- [WHAT TO WORK ON]
Below is a set of entries. Reproduce exactly the lines from the one containing "Wildlife-count tagging: point out every instance of the balcony" through the end, both included.

- [PROVIDED ENTRIES]
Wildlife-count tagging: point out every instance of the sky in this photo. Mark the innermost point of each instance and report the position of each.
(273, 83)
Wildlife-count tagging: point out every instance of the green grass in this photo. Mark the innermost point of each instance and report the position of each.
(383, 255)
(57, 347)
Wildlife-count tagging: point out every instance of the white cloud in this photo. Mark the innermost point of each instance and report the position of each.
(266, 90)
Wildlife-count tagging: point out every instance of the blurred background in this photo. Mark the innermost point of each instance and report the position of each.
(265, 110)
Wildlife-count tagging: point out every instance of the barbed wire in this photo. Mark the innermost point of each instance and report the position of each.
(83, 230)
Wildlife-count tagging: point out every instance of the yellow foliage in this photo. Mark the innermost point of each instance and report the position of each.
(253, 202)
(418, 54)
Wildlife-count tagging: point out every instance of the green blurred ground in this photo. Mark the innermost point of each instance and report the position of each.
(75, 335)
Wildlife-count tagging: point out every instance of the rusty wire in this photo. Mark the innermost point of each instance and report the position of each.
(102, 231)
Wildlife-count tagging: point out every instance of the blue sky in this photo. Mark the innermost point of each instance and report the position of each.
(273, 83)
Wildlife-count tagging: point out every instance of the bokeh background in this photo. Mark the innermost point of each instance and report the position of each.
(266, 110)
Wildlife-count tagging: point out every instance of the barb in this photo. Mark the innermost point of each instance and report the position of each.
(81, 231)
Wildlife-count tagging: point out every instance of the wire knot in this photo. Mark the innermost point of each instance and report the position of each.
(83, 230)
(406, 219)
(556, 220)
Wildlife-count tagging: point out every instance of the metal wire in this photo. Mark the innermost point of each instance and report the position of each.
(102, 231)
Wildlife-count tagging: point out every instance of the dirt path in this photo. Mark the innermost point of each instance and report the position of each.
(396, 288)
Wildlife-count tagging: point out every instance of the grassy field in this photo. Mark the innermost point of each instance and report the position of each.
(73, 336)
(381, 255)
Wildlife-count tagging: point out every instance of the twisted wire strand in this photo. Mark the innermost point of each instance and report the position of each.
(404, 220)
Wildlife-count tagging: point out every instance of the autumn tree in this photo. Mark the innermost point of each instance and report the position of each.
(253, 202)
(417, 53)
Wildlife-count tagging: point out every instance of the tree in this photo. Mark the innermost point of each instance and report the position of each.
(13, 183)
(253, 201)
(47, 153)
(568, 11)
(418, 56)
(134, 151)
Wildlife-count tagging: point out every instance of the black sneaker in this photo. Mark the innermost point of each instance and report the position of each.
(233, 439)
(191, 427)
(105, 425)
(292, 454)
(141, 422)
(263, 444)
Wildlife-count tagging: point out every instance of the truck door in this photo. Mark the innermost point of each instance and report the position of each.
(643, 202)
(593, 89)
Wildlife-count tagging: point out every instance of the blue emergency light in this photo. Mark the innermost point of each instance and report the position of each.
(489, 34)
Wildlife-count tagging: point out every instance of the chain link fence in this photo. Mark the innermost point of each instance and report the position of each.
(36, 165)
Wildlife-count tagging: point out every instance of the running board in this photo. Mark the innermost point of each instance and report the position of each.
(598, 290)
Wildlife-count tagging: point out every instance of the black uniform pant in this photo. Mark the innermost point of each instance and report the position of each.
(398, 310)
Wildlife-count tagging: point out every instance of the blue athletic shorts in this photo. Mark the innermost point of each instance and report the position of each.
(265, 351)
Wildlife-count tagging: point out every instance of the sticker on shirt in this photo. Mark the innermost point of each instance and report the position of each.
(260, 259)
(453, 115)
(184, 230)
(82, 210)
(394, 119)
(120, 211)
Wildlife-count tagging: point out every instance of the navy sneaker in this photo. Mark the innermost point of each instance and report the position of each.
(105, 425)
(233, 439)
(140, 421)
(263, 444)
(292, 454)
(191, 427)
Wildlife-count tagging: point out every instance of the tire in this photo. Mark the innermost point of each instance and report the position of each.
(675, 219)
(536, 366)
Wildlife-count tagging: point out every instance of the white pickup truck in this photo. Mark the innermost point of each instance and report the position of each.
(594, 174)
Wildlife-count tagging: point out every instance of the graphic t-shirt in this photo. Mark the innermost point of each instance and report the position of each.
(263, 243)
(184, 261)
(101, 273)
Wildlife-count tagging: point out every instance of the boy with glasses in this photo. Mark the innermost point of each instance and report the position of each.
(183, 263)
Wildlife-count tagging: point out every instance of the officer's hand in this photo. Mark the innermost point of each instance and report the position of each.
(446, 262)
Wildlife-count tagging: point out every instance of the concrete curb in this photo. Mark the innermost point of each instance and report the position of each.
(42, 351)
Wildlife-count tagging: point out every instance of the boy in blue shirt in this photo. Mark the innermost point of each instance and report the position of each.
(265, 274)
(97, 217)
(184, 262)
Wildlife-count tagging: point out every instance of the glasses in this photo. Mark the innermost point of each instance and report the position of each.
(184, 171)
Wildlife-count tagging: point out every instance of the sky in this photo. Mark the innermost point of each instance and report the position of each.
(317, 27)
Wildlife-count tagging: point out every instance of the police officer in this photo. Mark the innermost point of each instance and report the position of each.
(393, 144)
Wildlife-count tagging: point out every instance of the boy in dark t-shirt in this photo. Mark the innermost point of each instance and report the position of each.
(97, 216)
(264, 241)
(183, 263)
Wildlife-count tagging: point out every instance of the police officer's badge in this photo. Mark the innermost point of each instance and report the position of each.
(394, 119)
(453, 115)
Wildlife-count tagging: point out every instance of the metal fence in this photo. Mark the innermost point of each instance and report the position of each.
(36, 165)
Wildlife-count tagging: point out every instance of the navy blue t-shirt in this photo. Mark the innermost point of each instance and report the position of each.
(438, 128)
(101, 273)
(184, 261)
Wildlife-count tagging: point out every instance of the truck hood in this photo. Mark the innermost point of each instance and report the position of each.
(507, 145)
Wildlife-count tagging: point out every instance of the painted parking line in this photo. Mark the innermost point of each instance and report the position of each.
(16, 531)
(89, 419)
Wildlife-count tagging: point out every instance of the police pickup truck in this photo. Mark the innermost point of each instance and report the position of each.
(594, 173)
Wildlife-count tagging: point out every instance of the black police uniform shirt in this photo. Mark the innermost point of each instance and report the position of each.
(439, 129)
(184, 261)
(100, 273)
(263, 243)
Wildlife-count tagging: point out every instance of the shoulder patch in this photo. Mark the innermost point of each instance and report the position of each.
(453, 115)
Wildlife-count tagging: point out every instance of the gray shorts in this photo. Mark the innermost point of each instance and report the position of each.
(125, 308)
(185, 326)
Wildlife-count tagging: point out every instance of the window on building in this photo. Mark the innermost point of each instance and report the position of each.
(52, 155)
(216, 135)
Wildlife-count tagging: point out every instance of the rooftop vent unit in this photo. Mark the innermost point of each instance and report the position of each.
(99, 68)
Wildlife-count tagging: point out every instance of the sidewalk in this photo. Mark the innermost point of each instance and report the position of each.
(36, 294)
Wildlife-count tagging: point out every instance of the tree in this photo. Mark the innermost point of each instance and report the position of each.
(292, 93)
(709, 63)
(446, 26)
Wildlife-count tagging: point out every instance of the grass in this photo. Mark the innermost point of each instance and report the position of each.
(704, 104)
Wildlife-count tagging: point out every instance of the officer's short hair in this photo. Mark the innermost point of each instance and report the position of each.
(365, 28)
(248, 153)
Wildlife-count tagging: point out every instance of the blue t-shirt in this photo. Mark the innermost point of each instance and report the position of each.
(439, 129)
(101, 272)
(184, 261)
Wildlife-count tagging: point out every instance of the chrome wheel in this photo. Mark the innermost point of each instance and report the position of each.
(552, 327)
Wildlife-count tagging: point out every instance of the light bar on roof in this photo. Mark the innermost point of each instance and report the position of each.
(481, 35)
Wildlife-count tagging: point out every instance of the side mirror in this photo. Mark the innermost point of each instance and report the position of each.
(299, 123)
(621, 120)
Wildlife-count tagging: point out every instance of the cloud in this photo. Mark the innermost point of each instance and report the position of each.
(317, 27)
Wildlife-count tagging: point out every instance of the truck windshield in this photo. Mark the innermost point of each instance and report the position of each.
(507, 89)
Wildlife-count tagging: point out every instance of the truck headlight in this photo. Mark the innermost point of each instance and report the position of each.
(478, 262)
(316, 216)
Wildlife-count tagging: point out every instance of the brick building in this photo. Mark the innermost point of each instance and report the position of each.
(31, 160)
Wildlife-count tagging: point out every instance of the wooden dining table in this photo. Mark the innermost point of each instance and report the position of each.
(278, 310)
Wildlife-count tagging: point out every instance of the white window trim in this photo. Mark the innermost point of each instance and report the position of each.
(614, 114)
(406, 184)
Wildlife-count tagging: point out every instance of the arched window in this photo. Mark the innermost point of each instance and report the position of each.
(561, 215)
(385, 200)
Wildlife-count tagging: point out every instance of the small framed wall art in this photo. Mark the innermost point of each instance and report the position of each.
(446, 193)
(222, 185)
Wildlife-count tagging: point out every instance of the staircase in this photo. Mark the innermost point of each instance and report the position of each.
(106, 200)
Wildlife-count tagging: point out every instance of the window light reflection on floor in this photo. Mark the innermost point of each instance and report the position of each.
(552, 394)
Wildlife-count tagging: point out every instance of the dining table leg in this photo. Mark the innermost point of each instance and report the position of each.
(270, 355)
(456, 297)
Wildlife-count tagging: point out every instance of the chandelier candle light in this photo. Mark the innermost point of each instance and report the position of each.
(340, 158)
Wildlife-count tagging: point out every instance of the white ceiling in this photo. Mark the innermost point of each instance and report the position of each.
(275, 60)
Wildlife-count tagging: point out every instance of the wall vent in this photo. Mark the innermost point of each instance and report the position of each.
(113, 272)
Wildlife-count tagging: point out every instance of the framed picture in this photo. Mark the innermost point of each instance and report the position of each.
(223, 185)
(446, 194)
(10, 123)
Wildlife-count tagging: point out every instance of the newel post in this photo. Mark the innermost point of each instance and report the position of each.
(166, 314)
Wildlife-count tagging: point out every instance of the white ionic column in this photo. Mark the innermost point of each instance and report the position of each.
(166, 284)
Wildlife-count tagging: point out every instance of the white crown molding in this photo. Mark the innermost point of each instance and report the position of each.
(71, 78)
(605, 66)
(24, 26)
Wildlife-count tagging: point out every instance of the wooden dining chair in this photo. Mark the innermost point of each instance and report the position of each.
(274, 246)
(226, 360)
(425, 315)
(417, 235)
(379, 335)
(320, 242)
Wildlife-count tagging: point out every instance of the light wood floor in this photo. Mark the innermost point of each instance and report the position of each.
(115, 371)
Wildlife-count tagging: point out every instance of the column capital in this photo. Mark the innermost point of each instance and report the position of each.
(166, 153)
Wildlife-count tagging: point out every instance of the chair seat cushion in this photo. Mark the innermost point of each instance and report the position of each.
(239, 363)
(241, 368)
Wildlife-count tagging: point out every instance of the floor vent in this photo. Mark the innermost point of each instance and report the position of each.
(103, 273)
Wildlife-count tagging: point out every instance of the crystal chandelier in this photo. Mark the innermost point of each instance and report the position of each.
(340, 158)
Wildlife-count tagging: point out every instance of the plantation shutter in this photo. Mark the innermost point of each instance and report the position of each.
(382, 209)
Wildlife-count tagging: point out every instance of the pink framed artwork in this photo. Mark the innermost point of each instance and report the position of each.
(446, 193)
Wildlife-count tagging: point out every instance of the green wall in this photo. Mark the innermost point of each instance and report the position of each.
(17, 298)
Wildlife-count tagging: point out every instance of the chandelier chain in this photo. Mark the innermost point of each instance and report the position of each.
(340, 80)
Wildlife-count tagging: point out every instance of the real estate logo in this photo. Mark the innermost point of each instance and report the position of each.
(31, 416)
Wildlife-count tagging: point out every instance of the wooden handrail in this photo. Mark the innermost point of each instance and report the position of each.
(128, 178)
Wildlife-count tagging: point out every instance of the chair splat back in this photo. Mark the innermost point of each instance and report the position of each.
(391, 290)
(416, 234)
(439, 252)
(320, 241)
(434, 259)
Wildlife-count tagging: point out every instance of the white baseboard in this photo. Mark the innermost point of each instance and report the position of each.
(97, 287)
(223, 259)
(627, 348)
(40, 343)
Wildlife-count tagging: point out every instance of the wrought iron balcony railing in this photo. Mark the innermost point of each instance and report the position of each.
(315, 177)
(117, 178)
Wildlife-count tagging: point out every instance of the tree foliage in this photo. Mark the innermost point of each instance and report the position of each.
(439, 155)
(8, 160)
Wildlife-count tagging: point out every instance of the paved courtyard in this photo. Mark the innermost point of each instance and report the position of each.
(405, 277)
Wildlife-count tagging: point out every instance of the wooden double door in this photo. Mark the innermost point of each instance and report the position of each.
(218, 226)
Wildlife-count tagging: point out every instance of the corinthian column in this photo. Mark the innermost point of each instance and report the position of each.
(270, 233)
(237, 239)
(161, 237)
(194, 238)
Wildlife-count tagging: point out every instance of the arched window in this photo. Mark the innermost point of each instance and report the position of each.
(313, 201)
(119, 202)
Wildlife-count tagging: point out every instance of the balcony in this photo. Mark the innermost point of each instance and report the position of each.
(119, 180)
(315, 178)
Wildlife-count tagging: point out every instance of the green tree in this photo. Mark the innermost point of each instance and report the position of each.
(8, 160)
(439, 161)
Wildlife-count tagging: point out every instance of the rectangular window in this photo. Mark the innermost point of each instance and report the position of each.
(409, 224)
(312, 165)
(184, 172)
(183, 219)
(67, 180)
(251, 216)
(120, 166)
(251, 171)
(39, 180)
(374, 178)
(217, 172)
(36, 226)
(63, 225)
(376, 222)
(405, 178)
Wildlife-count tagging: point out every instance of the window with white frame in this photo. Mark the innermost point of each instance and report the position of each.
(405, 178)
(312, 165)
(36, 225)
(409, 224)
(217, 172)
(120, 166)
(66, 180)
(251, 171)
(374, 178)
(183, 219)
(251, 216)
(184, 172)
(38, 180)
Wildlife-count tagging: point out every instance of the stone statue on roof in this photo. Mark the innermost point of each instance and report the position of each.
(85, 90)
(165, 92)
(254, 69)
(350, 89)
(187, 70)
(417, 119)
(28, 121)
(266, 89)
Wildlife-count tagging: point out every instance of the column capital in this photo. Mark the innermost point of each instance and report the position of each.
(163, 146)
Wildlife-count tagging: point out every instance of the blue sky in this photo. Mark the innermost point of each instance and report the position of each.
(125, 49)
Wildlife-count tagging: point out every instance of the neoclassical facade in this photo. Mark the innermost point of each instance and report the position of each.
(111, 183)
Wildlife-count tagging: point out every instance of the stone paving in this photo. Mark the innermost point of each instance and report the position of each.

- [SOLUTION FOR THIS EXERCISE]
Wildlife-count tagging: point out every instance of the balcony in this photo. Mark the innermost point of each instance and report the position of each.
(119, 180)
(315, 178)
Wildlife-count tagging: point out every instance of the green tree in this photo. Mark the innermost point of each instance and report the position of each.
(8, 160)
(439, 161)
Wildlife-count tagging: point out every instance of the rectangular window in this photo. Mark the innermost point of each instance and report the position of each.
(409, 224)
(312, 165)
(184, 172)
(183, 219)
(67, 180)
(251, 216)
(120, 166)
(251, 171)
(39, 180)
(374, 178)
(217, 172)
(36, 226)
(63, 225)
(376, 222)
(405, 178)
Wildlife-count tagging: point out every instance of the window with white frame in this photo. Mark the innermost point of each instance and report the position of each.
(405, 178)
(312, 165)
(36, 225)
(409, 224)
(217, 172)
(120, 166)
(66, 180)
(251, 171)
(374, 178)
(183, 219)
(251, 216)
(184, 172)
(38, 180)
Wildlife-count tagging: point out every instance of the stone statue on roof in this photo. Mark the innermost point of each instance and report the position of each.
(85, 90)
(165, 92)
(254, 69)
(350, 89)
(187, 70)
(417, 119)
(28, 121)
(266, 89)
Wildlife-count tagging: point out every instance of the column capital in this photo. Mark the innermost point of each instance and report the position of each.
(163, 146)
Wildlife-count tagging: point out every instance of the blue sky in this photo. Mark the innermost point of each instance and report the position of each.
(125, 49)
Wildlife-count tagging: point out every instance of the neoclassical facade in this photo. Mark the innermost point of each instance and report the position of each.
(111, 183)
Wildlife-count tagging: point out every instance of the stone paving in this photo. Mark the innermost point of each instance and report the position of each.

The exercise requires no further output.